Request A:
Please retype the data assimilation text, beginning at the words "## data assimilation" and stopping after "evolves in time.".

Text block:
-----

# Data Assimilation in eWaterCycle using BMI
## Ensemble Kalman Filter example using Lorenz-96 model
The Ensemble Kalman Filter (EnKF) is a variant on the Kalman Filter when dealing with models for which it is hard to define a tangiant model. Data Assimilation methods, including all variants of the Kalman Filter Family, set to provide the (mathimatically) optimal estimation of the true state of a system, given that a (often phyiscal/physially based) model is available that can project the current state of the model into the future and that at the same time observations are available that measure (parts of) the state, either directly or indirectly.

A mathematical overview of the EnKF is given in [cite Evensen]. This notebook is intended as an introduction on how to do data assimilation within the eWaterCycle framework, with models that communicate through BMI. It is not intended as an indepth explenation of the EnKF. 

## data assimilation jargon
The following terms are often used in data assimilation:

- **ensemble** is a collection of model-instances. Often these are multiple instances of the same model where the spread in the model state represents the uncertainty in our knowledge of that model state.
- **model** a mathematical and/or computer code represenation of how the state of the system evolves in time.  
- **observation** a measurement (or set of measurements, including images)that relate to (part of) the state of the system
- **observation model** a mathematical and/or computer code representation of how the state relates to the observations. Often donated by $\mathbf{H}$.
- **forecast** The forecasted state using the model and a previous state
- **analyses** The best estimate of the state using both a forecast and an observation. The analyses (or analyses-ensemble) is the output of a data assimilation method.

-----

Data listing:

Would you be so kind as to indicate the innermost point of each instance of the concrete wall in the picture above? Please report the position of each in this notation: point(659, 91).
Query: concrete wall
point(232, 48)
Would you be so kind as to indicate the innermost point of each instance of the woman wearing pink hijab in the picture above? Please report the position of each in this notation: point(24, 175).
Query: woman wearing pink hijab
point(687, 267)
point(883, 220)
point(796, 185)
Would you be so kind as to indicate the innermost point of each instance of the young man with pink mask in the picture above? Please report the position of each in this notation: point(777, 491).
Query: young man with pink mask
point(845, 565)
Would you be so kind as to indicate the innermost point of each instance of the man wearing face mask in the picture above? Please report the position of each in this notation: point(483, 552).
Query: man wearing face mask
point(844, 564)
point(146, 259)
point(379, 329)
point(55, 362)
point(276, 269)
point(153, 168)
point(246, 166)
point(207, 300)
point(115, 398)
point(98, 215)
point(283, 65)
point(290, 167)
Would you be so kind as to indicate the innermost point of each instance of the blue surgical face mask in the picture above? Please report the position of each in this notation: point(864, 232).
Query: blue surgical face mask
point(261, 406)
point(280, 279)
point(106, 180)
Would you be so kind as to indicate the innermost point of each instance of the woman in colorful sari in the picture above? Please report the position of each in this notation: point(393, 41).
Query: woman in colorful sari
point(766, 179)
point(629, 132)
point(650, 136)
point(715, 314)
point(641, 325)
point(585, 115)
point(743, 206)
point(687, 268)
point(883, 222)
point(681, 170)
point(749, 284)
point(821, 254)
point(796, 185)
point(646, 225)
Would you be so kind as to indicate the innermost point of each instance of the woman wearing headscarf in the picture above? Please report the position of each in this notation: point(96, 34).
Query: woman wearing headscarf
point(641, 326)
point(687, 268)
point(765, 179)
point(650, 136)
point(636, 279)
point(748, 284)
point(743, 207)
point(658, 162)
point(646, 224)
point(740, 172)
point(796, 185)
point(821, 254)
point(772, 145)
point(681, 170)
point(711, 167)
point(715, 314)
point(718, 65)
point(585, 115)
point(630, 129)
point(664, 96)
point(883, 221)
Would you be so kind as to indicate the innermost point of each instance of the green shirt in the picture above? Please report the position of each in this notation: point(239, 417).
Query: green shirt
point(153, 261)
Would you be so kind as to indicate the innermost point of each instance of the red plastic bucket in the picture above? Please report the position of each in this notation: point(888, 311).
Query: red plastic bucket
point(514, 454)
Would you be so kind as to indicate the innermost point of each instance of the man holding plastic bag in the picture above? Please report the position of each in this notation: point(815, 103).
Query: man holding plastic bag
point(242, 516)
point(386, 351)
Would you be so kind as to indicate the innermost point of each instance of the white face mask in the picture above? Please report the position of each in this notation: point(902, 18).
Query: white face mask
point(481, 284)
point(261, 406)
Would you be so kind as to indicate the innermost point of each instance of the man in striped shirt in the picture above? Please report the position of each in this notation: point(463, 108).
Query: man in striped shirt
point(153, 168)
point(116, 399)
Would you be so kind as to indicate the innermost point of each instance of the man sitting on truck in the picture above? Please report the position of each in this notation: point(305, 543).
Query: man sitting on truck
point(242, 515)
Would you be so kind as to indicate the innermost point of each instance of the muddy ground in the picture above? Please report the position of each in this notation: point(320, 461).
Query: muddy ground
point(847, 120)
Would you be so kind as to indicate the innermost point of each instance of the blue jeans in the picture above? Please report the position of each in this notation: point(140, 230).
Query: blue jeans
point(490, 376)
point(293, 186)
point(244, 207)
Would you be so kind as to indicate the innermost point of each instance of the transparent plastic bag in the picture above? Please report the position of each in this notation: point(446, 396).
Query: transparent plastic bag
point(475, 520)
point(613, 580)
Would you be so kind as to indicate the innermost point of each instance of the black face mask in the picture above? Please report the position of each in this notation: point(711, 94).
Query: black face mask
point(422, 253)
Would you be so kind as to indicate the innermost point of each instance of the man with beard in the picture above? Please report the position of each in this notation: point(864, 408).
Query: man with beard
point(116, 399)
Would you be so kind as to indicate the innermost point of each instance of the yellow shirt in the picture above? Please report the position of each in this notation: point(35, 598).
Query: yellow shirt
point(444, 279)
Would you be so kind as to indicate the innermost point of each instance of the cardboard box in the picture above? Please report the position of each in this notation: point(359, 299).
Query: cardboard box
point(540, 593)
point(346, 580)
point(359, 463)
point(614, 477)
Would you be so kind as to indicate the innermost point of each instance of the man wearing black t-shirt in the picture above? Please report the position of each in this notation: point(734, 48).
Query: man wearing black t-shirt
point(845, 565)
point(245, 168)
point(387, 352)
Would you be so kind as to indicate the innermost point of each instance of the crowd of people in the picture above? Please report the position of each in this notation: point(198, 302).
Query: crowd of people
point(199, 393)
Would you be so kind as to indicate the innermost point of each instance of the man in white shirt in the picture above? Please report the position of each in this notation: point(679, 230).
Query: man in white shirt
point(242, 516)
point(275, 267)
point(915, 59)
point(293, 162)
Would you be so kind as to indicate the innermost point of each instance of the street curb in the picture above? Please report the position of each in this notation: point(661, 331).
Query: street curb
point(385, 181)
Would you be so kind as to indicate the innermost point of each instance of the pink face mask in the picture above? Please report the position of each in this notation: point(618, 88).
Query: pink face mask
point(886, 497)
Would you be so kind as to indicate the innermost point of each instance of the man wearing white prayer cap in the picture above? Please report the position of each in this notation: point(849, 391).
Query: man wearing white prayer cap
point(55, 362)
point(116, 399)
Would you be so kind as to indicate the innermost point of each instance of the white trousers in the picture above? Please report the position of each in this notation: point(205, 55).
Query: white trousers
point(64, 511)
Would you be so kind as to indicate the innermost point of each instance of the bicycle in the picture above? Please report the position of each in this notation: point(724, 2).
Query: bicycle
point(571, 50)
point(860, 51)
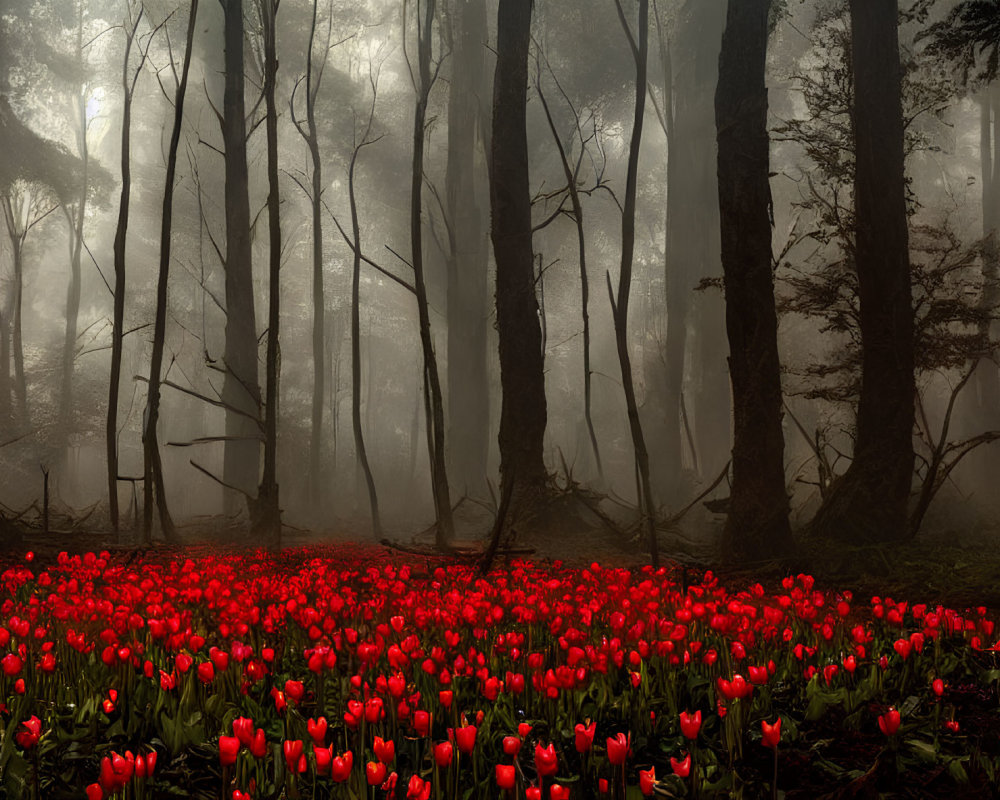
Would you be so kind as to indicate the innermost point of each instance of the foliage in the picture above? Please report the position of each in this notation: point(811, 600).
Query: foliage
point(333, 673)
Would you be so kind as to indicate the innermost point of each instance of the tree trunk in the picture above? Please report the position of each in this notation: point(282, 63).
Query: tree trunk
point(869, 503)
point(75, 221)
point(987, 376)
point(620, 302)
point(153, 484)
point(445, 531)
point(240, 389)
point(522, 381)
point(311, 135)
point(468, 315)
point(757, 525)
point(692, 218)
point(118, 319)
point(359, 438)
point(267, 510)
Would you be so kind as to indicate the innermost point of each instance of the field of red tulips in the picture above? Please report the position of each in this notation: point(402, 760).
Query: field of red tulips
point(352, 673)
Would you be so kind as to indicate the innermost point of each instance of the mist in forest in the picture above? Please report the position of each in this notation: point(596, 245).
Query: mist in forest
point(362, 158)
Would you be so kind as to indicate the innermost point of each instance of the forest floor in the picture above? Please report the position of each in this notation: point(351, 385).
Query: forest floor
point(959, 568)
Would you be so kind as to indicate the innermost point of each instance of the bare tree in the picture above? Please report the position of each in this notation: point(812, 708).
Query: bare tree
point(424, 81)
point(639, 45)
point(757, 524)
point(267, 511)
point(153, 483)
point(869, 502)
point(309, 132)
point(128, 81)
point(522, 380)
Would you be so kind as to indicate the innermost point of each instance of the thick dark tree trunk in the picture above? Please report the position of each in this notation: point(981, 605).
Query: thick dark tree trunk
point(153, 484)
point(240, 389)
point(522, 381)
point(581, 242)
point(468, 375)
point(445, 530)
point(869, 503)
point(692, 212)
point(757, 525)
point(620, 303)
point(118, 318)
point(267, 511)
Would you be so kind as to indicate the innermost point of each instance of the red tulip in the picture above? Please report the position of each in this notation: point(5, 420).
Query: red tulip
point(294, 690)
point(292, 749)
point(229, 748)
point(466, 739)
point(889, 722)
point(690, 724)
point(442, 754)
point(341, 766)
point(647, 779)
point(317, 730)
point(206, 672)
point(618, 748)
point(258, 747)
point(558, 792)
point(384, 751)
point(770, 734)
point(11, 665)
point(324, 757)
point(583, 738)
point(375, 772)
point(29, 733)
point(681, 768)
point(546, 760)
point(505, 776)
point(243, 730)
point(418, 788)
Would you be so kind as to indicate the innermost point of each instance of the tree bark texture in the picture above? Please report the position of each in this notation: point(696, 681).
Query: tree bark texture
point(870, 501)
point(468, 312)
point(757, 525)
point(153, 483)
point(692, 251)
point(620, 303)
point(240, 389)
point(444, 532)
point(267, 510)
point(522, 381)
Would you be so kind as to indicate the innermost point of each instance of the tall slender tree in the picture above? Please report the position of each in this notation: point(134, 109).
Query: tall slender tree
point(869, 502)
point(153, 483)
point(310, 133)
point(468, 251)
point(129, 79)
point(639, 45)
point(522, 380)
point(267, 508)
point(432, 381)
point(757, 524)
point(240, 388)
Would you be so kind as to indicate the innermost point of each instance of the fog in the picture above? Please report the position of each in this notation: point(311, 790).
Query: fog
point(61, 125)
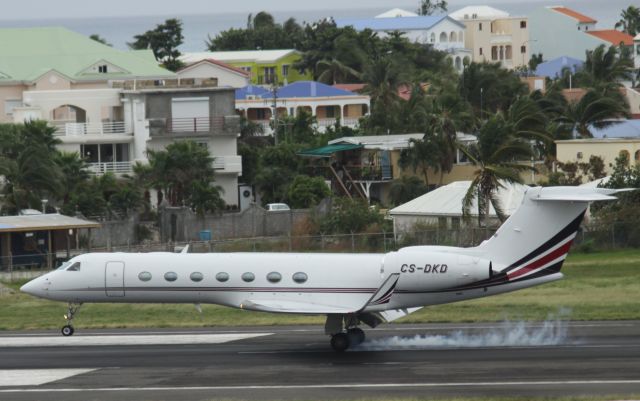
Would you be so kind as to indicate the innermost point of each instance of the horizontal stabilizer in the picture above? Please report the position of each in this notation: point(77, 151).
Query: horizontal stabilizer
point(307, 308)
point(577, 194)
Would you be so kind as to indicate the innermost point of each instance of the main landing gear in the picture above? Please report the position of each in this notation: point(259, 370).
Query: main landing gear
point(67, 330)
point(342, 339)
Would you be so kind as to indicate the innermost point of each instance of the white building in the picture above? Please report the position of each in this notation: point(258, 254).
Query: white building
point(440, 31)
point(210, 72)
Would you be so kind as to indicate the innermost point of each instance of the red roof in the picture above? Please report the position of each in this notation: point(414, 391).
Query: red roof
point(218, 63)
point(357, 88)
point(613, 36)
point(575, 15)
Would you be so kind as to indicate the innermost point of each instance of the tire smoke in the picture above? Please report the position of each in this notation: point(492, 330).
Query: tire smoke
point(508, 334)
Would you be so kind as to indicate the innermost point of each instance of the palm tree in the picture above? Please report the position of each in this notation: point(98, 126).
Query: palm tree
point(594, 109)
point(496, 155)
point(74, 174)
point(406, 189)
point(383, 78)
point(630, 21)
point(333, 71)
point(605, 69)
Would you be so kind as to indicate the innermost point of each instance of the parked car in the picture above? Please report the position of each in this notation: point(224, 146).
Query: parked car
point(277, 207)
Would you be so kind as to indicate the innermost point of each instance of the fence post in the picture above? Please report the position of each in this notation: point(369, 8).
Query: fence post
point(613, 235)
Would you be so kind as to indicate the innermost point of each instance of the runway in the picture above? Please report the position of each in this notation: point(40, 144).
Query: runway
point(276, 363)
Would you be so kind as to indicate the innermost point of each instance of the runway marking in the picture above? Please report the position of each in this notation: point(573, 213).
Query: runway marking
point(168, 339)
point(37, 377)
point(326, 386)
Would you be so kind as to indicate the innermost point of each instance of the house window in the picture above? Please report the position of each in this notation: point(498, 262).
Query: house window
point(10, 105)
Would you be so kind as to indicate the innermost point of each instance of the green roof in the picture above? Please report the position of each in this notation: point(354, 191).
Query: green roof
point(327, 151)
point(29, 53)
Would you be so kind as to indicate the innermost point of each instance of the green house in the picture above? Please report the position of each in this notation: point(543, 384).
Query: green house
point(266, 67)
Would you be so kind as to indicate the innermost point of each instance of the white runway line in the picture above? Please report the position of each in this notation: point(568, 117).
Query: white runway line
point(327, 386)
point(169, 339)
point(36, 377)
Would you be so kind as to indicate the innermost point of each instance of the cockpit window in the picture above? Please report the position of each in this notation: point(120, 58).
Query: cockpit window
point(74, 267)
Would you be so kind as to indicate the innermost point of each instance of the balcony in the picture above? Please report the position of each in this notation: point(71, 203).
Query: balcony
point(117, 168)
point(228, 164)
point(65, 128)
point(197, 126)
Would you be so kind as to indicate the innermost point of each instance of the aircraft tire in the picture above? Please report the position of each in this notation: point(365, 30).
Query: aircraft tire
point(356, 335)
point(67, 330)
point(340, 342)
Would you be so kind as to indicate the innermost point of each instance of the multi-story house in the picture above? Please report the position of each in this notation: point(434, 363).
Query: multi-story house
point(326, 103)
point(493, 35)
point(106, 104)
point(440, 31)
point(265, 67)
point(578, 33)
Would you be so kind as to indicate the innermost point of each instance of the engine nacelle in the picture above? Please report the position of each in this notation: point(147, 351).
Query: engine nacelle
point(423, 270)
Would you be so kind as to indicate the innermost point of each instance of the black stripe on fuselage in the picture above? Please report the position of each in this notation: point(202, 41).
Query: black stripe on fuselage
point(555, 268)
point(555, 240)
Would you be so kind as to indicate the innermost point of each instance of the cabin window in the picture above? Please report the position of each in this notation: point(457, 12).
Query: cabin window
point(144, 276)
point(196, 276)
point(74, 267)
point(300, 277)
point(248, 277)
point(274, 277)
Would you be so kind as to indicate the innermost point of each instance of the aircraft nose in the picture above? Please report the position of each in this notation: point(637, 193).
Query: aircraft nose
point(34, 287)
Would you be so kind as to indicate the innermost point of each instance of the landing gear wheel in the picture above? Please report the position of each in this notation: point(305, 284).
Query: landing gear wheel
point(356, 335)
point(67, 330)
point(340, 342)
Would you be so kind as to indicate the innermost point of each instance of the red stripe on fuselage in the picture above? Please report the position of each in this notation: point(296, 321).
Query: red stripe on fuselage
point(563, 250)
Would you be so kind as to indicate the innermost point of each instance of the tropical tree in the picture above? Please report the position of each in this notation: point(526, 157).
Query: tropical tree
point(593, 110)
point(306, 191)
point(428, 7)
point(406, 189)
point(630, 21)
point(422, 155)
point(605, 69)
point(496, 155)
point(164, 41)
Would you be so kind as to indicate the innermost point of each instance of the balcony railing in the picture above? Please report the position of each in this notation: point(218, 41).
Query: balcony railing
point(64, 128)
point(347, 122)
point(200, 125)
point(228, 164)
point(110, 167)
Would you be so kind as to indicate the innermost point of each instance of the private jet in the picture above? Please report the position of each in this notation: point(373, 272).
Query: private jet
point(527, 250)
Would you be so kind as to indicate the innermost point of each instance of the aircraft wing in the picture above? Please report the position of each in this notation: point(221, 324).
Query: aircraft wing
point(296, 307)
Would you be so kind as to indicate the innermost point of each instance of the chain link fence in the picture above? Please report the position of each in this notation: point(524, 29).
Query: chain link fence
point(590, 238)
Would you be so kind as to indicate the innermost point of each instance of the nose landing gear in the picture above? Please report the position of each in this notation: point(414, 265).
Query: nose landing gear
point(67, 330)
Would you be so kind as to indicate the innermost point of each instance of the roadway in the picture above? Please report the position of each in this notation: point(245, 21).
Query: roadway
point(286, 363)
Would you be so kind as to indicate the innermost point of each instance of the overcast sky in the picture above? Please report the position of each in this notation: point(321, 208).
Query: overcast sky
point(48, 9)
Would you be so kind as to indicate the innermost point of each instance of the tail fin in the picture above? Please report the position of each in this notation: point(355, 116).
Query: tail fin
point(537, 237)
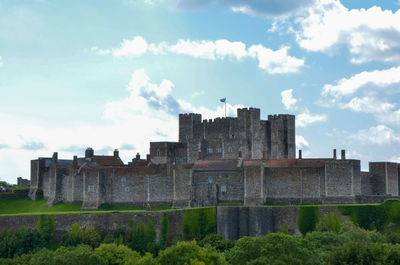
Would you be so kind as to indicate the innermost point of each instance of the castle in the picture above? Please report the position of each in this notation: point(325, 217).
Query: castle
point(244, 160)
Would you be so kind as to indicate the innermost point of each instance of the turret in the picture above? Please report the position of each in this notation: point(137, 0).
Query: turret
point(186, 124)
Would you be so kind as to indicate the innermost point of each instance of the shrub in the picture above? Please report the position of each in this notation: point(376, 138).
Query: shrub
point(115, 255)
point(190, 253)
point(164, 231)
point(143, 237)
point(216, 241)
point(46, 225)
point(307, 219)
point(76, 236)
point(197, 223)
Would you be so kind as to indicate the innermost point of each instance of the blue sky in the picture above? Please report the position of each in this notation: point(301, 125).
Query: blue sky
point(115, 74)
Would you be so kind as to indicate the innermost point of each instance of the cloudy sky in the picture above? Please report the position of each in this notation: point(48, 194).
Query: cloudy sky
point(115, 74)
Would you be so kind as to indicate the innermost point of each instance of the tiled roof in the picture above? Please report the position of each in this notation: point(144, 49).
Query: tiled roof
point(107, 161)
point(319, 162)
point(131, 171)
point(216, 165)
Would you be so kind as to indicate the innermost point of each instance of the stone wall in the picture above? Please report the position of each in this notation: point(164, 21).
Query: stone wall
point(103, 222)
point(384, 178)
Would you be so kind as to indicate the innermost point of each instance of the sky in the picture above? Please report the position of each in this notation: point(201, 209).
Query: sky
point(116, 74)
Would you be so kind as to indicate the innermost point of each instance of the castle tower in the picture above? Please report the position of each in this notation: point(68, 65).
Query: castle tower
point(282, 136)
point(186, 124)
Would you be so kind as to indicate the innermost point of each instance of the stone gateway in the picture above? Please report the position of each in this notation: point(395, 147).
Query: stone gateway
point(243, 159)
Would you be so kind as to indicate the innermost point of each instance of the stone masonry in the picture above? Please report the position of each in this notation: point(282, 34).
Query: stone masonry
point(244, 160)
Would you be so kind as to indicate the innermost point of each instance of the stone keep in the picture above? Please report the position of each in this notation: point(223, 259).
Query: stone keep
point(244, 160)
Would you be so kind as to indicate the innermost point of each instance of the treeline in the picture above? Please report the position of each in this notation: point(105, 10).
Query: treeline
point(327, 239)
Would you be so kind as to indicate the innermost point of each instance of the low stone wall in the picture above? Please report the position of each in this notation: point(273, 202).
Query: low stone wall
point(14, 194)
point(101, 221)
point(232, 222)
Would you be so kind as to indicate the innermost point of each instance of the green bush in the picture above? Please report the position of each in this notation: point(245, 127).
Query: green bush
point(307, 219)
point(143, 238)
point(330, 222)
point(277, 248)
point(190, 253)
point(216, 241)
point(164, 231)
point(197, 223)
point(76, 236)
point(46, 225)
point(115, 255)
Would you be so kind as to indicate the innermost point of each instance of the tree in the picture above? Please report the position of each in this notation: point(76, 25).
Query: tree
point(46, 225)
point(190, 253)
point(115, 255)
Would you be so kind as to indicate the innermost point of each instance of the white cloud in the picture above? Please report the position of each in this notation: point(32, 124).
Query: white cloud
point(288, 101)
point(148, 113)
point(271, 61)
point(264, 8)
point(306, 118)
point(135, 47)
point(348, 86)
point(301, 142)
point(370, 34)
point(275, 62)
point(367, 92)
point(379, 135)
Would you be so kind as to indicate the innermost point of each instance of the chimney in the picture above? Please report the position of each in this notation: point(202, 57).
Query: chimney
point(75, 162)
point(89, 152)
point(116, 153)
point(55, 156)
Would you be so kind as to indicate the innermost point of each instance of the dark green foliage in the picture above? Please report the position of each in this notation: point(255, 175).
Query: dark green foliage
point(330, 222)
point(373, 216)
point(143, 237)
point(164, 231)
point(115, 255)
point(190, 253)
point(358, 253)
point(76, 236)
point(216, 241)
point(307, 219)
point(276, 248)
point(21, 242)
point(46, 225)
point(197, 223)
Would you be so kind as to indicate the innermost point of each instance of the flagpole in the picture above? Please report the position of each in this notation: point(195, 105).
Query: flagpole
point(225, 108)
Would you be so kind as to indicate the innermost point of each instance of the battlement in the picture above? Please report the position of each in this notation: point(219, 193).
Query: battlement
point(280, 116)
point(218, 120)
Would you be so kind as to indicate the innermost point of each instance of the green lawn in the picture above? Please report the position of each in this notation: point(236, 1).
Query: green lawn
point(25, 206)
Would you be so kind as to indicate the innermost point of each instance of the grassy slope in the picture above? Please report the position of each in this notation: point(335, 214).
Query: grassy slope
point(25, 206)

-----

Request B:
In the rows, rewrite the lines from the one containing "notation: point(359, 299)." through the one containing "point(359, 463)", swapping "cardboard box" for "shipping carton" and keeping everything else the same.

Written reply A:
## data assimilation jargon
The following terms are often used in data assimilation:

- **ensemble** is a collection of model-instances. Often these are multiple instances of the same model where the spread in the model state represents the uncertainty in our knowledge of that model state.
- **model** a mathematical and/or computer code represenation of how the state of the system evolves in time.

Written reply B:
Would you be so kind as to indicate the innermost point of each instance of the shipping carton in the picture above? Please report the position of each in this notation: point(359, 299).
Query: shipping carton
point(540, 593)
point(346, 580)
point(359, 463)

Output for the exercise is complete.